- What to do: Copy the material word for word, starting at its first line and ending with the line that contains "<point>535,443</point>".

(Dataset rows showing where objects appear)
—————
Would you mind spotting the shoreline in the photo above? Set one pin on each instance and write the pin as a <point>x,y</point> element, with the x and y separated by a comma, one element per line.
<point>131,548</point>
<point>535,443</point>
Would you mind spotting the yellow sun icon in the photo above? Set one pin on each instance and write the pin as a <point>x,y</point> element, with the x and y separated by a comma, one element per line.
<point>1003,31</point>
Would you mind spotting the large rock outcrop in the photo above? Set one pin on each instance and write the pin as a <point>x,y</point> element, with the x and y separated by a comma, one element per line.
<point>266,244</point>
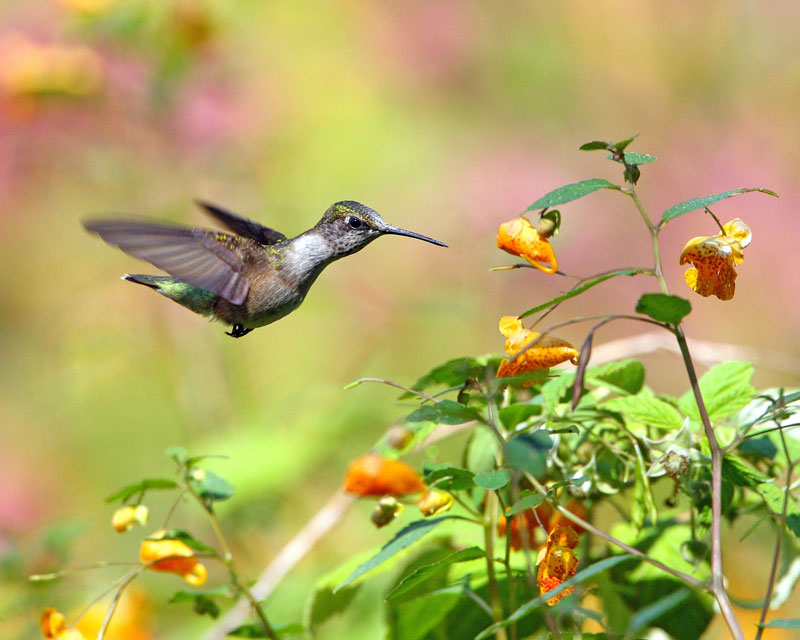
—————
- Result below:
Would you mind spotting the shoreline in the photo above? Set one pin on each instance and write the pin as a <point>x,y</point> element, with the x and y separated by a comma, one element per line.
<point>131,548</point>
<point>535,443</point>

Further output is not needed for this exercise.